(Entries from a point annotation set)
<<<<

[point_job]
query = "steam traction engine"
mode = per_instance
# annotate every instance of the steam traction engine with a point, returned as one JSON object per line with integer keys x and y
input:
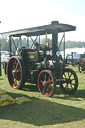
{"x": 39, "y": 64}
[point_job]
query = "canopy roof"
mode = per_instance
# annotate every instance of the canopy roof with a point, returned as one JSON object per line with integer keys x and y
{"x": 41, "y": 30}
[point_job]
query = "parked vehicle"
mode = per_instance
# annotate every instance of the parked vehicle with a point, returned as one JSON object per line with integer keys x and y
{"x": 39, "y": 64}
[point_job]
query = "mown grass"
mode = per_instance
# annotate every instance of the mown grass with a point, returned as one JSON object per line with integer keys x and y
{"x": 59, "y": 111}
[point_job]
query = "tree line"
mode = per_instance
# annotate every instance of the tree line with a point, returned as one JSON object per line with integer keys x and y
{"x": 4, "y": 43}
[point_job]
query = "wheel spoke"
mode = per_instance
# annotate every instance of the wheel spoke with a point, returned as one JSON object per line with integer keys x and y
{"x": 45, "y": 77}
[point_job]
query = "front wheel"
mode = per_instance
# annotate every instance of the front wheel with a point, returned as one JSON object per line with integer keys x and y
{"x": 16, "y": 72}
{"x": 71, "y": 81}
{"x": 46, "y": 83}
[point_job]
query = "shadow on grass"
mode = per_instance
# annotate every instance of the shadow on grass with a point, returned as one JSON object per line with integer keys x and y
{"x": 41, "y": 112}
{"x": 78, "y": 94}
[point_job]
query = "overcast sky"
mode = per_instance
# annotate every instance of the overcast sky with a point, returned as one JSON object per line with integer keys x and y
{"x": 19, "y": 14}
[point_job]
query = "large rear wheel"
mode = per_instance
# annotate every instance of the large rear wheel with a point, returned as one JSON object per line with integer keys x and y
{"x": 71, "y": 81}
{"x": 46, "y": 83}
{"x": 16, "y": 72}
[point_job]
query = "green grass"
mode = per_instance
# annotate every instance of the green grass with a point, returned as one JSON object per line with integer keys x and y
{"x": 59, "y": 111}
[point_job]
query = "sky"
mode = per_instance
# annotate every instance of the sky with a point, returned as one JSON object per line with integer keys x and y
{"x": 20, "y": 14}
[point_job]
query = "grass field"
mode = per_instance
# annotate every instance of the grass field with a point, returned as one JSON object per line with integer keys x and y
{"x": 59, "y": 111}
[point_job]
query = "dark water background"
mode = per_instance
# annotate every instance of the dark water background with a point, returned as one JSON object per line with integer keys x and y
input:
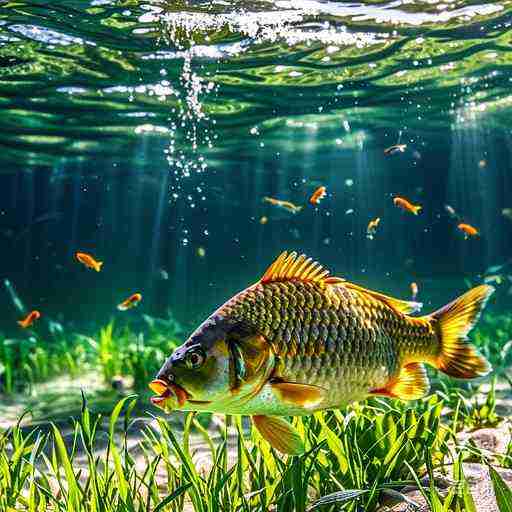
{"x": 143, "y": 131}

>>>>

### GIVEN PROBLEM
Reproduce the whole listing exactly, but not the images in it.

### COMPLETED TASK
[point_job]
query = "steam traction engine"
mode = per_instance
# annotate every instance of the steam traction engine with a point, returned as one JSON object per line with integer keys x and y
input:
{"x": 39, "y": 64}
[point_job]
query = "canopy roof"
mode = per_instance
# annotate every instance of the canopy roof with a point, returned as one JSON object per line with integer keys x and y
{"x": 41, "y": 30}
[point_job]
query = "parked vehicle"
mode = per_instance
# annotate every instance of the parked vehicle with a point, returned as one JSON object per line with integer keys x and y
{"x": 39, "y": 64}
[point_job]
query = "mown grass"
mode = per_instance
# annotate every instance of the mown grass with a point, returned as one JSON object per line with integer keys x and y
{"x": 59, "y": 111}
[point_job]
query = "tree line"
mode = per_instance
# annotate every instance of the tree line with a point, returned as one JSON object per line with integer keys x and y
{"x": 4, "y": 43}
[point_job]
query = "wheel spoke"
mode = per_instance
# annotate every instance of the wheel spoke with a point, returned as one JSON object per line with integer keys x and y
{"x": 45, "y": 77}
[point_job]
query = "front wheel"
mode = per_instance
# annotate every instance of the front wheel with a point, returned as one JSON object per line with integer keys x and y
{"x": 16, "y": 72}
{"x": 71, "y": 81}
{"x": 46, "y": 83}
[point_job]
query = "shadow on grass"
mode = per_instance
# annotate every instance of the shadow on grass with a point, returned as one JSON object per line with integer keys x and y
{"x": 41, "y": 112}
{"x": 78, "y": 94}
[point_job]
query = "overcast sky"
mode = per_instance
# annotate every instance of the overcast sky with a point, returned as one JSON object per line with integer keys x and y
{"x": 19, "y": 14}
[point_job]
query = "large rear wheel"
mode = per_instance
# annotate every instance of the large rear wheel with a point, returned as one JSON object per line with integer keys x and y
{"x": 71, "y": 81}
{"x": 46, "y": 83}
{"x": 16, "y": 72}
[point_job]
query = "green grass"
mode = per_instance
# annotate every instance of the green grass with a point, returned as one JSON object per line with integer keys x and y
{"x": 59, "y": 111}
[point_job]
query = "sky"
mode = per_instance
# annotate every instance of the sky with a point, returned as one JSON object per line with integer keys x and y
{"x": 20, "y": 14}
[point_job]
query = "grass field"
mode = per_instance
# annotate every instance of the grass field with a point, returned as one JSON object per line with integer keys x and y
{"x": 59, "y": 111}
[point_job]
query = "dark water background"
mode = per_instance
# annotate every instance of the dark water background with a point, returned as one JSON object per line with integer keys x and y
input:
{"x": 143, "y": 131}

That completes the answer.